Extrait du document:
Peter Vasilevich Verigin, chef doukhobor (né en 1859 à Slavianka, en Russie; décédé en octobre 1924 près de Grand Forks, en Colombie-Britannique). Après avoir été exilé dans une région éloignée de Russie, Peter Verigin a immigré au Canada en 1902 et est devenu un leader doukhobor puissant et controversé dans l’ouest du pays. Il a perdu la vie quand le train dans lequel il voyageait a explosé, conduisant certains à croire qu’il s’agit d’un assassinat.

Objectif: Imprimez sans la moindre modification le passage du texte sur Peter Verigin qui va de « Peter Vasilevich Verigin, chef » à « s’agit d’un assassinat. ».

Matériel extrait:
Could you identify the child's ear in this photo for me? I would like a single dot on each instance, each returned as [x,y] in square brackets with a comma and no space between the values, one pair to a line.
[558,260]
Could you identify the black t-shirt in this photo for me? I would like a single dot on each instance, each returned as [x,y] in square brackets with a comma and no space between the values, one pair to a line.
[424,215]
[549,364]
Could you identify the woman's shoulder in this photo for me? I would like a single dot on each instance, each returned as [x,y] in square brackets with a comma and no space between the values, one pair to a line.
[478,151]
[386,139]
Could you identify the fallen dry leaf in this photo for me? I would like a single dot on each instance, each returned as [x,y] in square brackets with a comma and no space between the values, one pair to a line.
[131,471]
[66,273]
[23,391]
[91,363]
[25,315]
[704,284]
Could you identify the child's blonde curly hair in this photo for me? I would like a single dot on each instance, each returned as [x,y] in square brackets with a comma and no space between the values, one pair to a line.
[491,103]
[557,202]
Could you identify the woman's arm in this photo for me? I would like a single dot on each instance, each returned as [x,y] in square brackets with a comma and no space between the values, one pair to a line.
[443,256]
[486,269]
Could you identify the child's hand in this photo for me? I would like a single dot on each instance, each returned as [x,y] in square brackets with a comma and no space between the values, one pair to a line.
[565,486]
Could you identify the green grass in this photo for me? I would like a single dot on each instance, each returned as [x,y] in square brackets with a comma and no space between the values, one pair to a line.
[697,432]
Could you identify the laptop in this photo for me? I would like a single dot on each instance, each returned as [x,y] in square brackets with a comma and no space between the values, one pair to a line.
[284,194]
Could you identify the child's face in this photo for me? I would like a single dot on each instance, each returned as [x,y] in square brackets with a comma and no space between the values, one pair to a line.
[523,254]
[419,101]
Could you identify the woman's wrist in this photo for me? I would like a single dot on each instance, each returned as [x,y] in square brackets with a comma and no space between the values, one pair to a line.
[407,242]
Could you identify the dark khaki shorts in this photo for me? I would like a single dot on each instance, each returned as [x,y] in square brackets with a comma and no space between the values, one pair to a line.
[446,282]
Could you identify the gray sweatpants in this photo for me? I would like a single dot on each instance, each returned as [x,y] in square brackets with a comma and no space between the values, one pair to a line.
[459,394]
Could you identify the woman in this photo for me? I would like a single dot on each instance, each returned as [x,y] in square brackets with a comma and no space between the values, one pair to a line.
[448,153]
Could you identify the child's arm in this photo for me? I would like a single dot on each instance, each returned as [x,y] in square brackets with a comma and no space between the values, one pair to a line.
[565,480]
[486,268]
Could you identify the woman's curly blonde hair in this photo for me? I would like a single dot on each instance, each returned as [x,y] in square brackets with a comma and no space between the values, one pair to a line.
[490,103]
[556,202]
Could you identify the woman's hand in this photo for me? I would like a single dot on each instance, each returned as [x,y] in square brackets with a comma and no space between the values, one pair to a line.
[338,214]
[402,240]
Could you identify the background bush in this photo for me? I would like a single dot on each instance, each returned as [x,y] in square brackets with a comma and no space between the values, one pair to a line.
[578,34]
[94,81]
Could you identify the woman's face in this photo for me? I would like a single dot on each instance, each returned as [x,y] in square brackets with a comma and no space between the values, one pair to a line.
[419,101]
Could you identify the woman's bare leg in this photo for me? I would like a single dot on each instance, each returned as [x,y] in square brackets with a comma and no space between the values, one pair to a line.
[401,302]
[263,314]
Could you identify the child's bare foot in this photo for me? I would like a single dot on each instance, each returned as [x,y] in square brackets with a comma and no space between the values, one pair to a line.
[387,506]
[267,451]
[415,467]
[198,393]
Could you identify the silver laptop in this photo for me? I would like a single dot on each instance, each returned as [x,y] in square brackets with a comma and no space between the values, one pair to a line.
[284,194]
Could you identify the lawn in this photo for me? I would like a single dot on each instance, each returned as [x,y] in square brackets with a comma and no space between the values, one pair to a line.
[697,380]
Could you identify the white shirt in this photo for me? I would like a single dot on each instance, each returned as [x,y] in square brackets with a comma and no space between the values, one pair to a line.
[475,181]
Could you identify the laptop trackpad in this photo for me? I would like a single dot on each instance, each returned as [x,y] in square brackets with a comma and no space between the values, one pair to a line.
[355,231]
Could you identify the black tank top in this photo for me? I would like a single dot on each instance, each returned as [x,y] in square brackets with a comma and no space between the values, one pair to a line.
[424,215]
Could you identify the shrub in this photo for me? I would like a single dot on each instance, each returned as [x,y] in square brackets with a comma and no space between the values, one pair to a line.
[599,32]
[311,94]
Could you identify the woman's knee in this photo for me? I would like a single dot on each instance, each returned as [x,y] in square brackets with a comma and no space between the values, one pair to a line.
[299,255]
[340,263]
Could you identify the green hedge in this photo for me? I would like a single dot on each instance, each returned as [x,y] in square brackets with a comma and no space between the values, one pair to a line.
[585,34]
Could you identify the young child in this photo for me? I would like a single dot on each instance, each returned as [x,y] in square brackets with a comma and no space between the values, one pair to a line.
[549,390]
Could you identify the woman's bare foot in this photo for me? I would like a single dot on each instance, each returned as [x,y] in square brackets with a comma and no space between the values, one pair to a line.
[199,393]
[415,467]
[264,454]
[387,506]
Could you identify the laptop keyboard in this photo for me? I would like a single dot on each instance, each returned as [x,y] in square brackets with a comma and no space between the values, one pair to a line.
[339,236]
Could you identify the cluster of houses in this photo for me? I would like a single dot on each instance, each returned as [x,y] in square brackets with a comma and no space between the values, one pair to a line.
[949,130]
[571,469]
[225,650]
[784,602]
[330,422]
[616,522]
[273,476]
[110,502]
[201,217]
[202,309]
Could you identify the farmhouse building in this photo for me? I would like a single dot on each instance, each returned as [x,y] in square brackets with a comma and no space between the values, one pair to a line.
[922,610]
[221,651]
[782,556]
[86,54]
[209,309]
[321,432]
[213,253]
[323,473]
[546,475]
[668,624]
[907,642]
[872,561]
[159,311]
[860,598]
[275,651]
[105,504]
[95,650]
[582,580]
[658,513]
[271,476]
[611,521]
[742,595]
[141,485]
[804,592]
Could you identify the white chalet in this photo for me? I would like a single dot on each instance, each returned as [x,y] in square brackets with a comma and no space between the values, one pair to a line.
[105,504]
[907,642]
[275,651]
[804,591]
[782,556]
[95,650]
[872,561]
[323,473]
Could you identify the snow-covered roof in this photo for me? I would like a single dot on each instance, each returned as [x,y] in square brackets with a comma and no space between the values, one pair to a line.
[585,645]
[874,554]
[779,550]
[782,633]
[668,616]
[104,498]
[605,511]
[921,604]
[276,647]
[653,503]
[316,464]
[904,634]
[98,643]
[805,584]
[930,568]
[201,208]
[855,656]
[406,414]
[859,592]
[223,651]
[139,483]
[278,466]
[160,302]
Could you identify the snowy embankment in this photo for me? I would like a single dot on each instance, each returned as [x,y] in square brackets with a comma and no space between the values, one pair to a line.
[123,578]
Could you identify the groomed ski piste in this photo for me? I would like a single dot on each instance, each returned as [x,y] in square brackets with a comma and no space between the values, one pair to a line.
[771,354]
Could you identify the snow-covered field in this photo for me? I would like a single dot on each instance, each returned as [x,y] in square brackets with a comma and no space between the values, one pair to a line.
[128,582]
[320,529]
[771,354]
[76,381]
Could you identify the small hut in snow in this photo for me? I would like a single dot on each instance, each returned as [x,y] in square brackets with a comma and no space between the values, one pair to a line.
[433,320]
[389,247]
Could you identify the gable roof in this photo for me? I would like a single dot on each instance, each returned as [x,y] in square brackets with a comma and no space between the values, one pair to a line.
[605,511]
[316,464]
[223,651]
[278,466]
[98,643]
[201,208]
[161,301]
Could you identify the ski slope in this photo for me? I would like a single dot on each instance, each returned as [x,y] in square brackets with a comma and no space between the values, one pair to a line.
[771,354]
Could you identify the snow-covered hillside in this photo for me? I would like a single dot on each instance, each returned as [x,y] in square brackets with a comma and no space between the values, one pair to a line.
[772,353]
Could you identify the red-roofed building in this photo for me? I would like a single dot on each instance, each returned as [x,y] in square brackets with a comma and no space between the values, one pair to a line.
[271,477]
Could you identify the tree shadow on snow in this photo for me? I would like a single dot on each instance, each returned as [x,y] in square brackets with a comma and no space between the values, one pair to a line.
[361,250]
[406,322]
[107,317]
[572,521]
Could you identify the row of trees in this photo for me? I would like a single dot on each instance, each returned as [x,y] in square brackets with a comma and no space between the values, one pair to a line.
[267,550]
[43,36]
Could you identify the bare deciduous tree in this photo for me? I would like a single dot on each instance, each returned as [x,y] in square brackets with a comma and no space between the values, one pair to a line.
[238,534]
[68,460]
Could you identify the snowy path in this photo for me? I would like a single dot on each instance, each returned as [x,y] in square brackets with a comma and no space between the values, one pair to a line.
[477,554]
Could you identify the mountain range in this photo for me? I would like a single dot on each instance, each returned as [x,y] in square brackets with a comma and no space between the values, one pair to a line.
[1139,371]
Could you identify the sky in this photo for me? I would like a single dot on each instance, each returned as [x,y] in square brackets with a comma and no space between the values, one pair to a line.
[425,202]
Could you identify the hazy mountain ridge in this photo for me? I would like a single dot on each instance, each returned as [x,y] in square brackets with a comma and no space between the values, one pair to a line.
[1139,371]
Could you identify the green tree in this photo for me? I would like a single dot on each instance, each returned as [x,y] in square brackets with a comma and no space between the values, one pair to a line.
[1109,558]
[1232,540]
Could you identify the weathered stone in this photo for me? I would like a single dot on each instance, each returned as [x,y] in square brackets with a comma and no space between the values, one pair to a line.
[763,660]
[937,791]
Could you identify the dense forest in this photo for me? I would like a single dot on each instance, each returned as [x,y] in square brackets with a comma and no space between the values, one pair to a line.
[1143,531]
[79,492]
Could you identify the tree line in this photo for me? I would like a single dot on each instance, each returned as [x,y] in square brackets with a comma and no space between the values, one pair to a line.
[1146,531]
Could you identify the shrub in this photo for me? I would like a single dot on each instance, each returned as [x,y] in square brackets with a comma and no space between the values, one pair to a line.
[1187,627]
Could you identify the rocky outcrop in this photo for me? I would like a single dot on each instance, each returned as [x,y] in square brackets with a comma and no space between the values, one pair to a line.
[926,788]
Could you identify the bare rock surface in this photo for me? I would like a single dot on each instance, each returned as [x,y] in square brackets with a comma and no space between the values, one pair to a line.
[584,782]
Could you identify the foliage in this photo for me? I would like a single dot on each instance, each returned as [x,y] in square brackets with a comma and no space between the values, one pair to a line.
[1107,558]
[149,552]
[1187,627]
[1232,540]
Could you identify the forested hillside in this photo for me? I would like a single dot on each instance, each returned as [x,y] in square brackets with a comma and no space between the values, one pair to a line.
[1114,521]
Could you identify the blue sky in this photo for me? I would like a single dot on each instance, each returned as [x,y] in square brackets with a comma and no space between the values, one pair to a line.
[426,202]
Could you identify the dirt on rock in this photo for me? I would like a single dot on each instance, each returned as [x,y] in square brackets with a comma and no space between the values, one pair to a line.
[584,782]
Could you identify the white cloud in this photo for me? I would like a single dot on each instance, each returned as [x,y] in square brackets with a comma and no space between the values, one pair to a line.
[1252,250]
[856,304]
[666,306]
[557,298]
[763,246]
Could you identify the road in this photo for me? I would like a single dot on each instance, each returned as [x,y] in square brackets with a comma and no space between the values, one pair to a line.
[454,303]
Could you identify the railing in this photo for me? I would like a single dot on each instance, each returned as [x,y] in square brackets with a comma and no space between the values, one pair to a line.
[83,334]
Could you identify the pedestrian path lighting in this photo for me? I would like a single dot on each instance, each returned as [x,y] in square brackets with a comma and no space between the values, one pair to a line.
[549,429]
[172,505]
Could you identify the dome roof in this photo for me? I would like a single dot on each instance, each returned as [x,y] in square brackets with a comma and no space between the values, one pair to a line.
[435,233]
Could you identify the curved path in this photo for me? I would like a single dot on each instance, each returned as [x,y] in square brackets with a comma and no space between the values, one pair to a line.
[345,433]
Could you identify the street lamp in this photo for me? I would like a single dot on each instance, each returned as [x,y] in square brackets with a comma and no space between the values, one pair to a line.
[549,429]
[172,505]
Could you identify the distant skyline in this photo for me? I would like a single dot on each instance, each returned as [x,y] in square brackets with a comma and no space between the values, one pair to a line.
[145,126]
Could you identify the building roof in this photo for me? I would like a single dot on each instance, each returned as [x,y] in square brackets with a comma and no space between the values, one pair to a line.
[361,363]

Réponse rédigée:
Peter Vasilevich Verigin, chef doukhobor (né en 1859 à Slavianka, en Russie; décédé en octobre 1924 près de Grand Forks, en Colombie-Britannique). Après avoir été exilé dans une région éloignée de Russie, Peter Verigin a immigré au Canada en 1902 et est devenu un leader doukhobor puissant et controversé dans l’ouest du pays. Il a perdu la vie quand le train dans lequel il voyageait a explosé, conduisant certains à croire qu’il s’agit d’un assassinat.